EXERCISE DETAILS:
In the entries that follow, find each line with the word "silver" and copy it.

BEGIN DATA

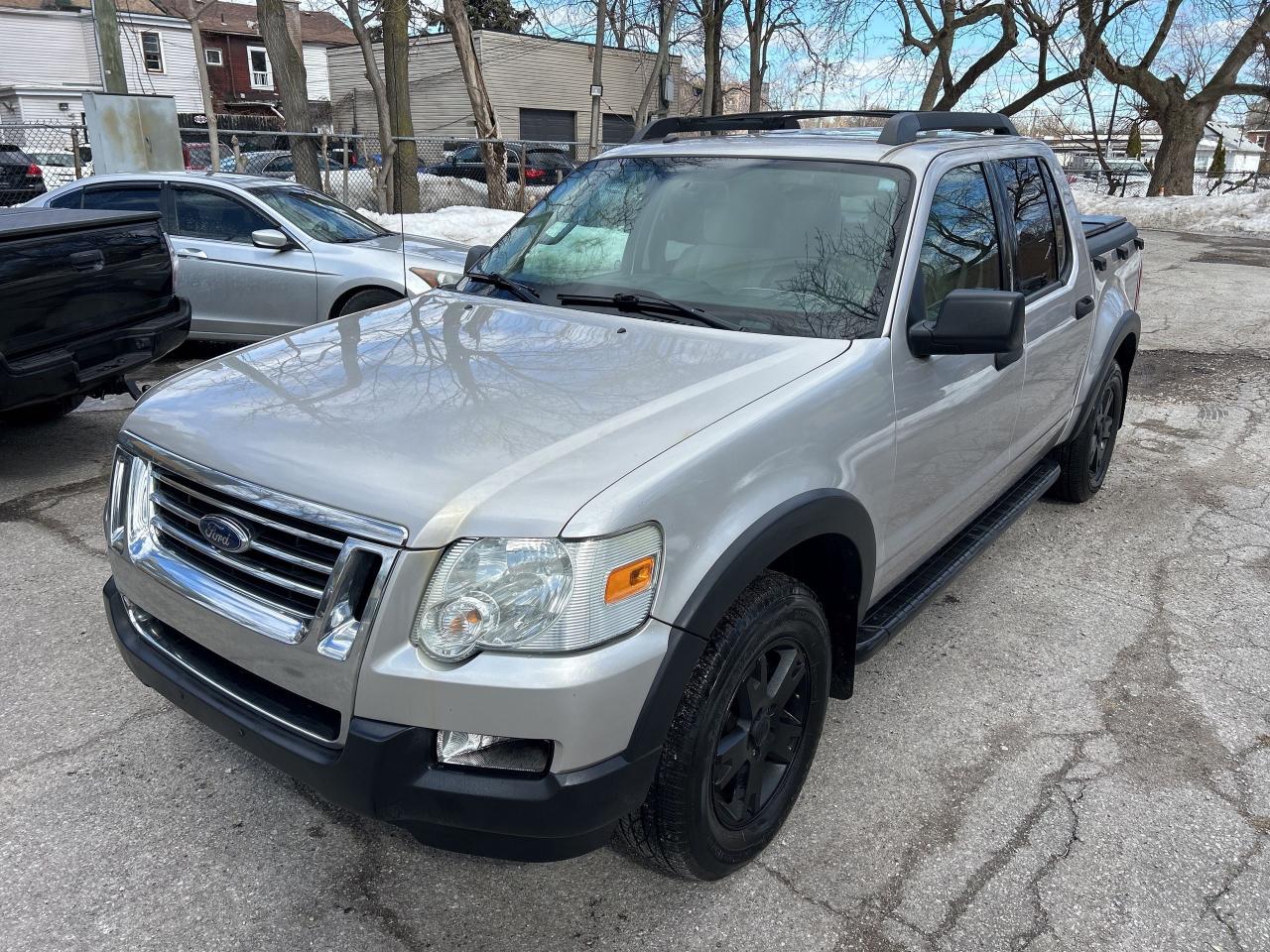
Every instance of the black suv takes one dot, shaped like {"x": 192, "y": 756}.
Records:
{"x": 543, "y": 166}
{"x": 21, "y": 179}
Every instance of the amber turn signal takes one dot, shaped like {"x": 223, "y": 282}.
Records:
{"x": 629, "y": 579}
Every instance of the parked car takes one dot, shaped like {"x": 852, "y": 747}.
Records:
{"x": 277, "y": 164}
{"x": 587, "y": 543}
{"x": 87, "y": 301}
{"x": 543, "y": 166}
{"x": 21, "y": 179}
{"x": 259, "y": 257}
{"x": 59, "y": 168}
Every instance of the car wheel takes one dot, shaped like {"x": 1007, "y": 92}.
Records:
{"x": 42, "y": 413}
{"x": 1083, "y": 460}
{"x": 366, "y": 299}
{"x": 743, "y": 737}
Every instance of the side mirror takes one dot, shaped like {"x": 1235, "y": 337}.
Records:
{"x": 474, "y": 254}
{"x": 272, "y": 239}
{"x": 973, "y": 321}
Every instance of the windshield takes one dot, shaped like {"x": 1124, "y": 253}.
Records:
{"x": 767, "y": 245}
{"x": 318, "y": 216}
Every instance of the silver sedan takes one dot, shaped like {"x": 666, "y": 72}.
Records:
{"x": 258, "y": 257}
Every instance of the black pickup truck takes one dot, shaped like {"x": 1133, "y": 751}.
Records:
{"x": 87, "y": 298}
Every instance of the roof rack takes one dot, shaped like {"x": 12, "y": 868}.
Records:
{"x": 901, "y": 126}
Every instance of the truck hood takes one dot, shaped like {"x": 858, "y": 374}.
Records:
{"x": 456, "y": 416}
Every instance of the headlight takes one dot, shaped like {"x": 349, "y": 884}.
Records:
{"x": 436, "y": 278}
{"x": 532, "y": 594}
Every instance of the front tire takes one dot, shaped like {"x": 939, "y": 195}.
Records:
{"x": 742, "y": 739}
{"x": 1084, "y": 458}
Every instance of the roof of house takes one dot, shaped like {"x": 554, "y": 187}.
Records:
{"x": 217, "y": 17}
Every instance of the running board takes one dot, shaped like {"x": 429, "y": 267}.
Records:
{"x": 903, "y": 602}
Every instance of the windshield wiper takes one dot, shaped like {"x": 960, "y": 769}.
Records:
{"x": 649, "y": 303}
{"x": 522, "y": 291}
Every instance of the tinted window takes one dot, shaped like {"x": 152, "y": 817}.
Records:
{"x": 960, "y": 249}
{"x": 1028, "y": 203}
{"x": 67, "y": 199}
{"x": 209, "y": 214}
{"x": 127, "y": 198}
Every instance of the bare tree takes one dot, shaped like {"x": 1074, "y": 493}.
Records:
{"x": 493, "y": 153}
{"x": 382, "y": 176}
{"x": 289, "y": 76}
{"x": 1180, "y": 95}
{"x": 395, "y": 22}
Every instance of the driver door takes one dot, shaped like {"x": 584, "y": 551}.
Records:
{"x": 238, "y": 291}
{"x": 955, "y": 414}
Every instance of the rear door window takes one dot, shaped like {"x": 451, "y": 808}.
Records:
{"x": 209, "y": 214}
{"x": 123, "y": 198}
{"x": 1028, "y": 203}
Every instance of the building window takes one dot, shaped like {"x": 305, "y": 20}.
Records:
{"x": 151, "y": 51}
{"x": 258, "y": 62}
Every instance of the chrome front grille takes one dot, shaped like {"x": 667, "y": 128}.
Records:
{"x": 289, "y": 562}
{"x": 298, "y": 571}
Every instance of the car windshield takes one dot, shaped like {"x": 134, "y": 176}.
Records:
{"x": 318, "y": 216}
{"x": 767, "y": 245}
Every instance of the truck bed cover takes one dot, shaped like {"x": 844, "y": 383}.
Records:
{"x": 23, "y": 222}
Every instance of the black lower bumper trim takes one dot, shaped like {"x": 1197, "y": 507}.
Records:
{"x": 389, "y": 772}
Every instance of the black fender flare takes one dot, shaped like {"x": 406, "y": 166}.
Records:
{"x": 826, "y": 512}
{"x": 1128, "y": 322}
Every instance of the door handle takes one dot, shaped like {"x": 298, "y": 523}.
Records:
{"x": 87, "y": 261}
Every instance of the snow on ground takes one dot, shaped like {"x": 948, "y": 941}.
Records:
{"x": 1236, "y": 213}
{"x": 471, "y": 225}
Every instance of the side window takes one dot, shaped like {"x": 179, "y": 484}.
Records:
{"x": 209, "y": 214}
{"x": 126, "y": 198}
{"x": 67, "y": 199}
{"x": 960, "y": 249}
{"x": 1028, "y": 203}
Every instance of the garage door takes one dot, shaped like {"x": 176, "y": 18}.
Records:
{"x": 619, "y": 130}
{"x": 549, "y": 125}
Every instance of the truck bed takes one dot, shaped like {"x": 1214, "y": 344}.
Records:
{"x": 1106, "y": 232}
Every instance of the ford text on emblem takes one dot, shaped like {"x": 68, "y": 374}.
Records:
{"x": 227, "y": 535}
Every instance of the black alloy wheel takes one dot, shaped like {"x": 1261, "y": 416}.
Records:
{"x": 761, "y": 734}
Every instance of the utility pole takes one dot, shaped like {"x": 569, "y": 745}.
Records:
{"x": 105, "y": 23}
{"x": 597, "y": 86}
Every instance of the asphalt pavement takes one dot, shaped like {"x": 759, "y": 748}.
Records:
{"x": 1071, "y": 751}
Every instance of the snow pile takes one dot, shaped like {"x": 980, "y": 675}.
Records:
{"x": 471, "y": 225}
{"x": 1236, "y": 213}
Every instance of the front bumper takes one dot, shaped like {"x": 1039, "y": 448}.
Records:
{"x": 389, "y": 771}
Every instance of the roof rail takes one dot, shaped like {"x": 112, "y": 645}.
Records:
{"x": 901, "y": 126}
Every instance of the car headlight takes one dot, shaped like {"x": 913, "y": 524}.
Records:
{"x": 538, "y": 594}
{"x": 436, "y": 278}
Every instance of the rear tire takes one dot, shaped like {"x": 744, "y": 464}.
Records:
{"x": 366, "y": 299}
{"x": 1084, "y": 458}
{"x": 742, "y": 739}
{"x": 42, "y": 413}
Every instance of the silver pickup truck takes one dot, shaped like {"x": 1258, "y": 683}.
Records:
{"x": 584, "y": 544}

END DATA

RESPONSE:
Every instance of the silver sedan takes one dot, shaped like {"x": 666, "y": 72}.
Every instance of the silver pickup truck takes one dot, shaped like {"x": 1258, "y": 683}.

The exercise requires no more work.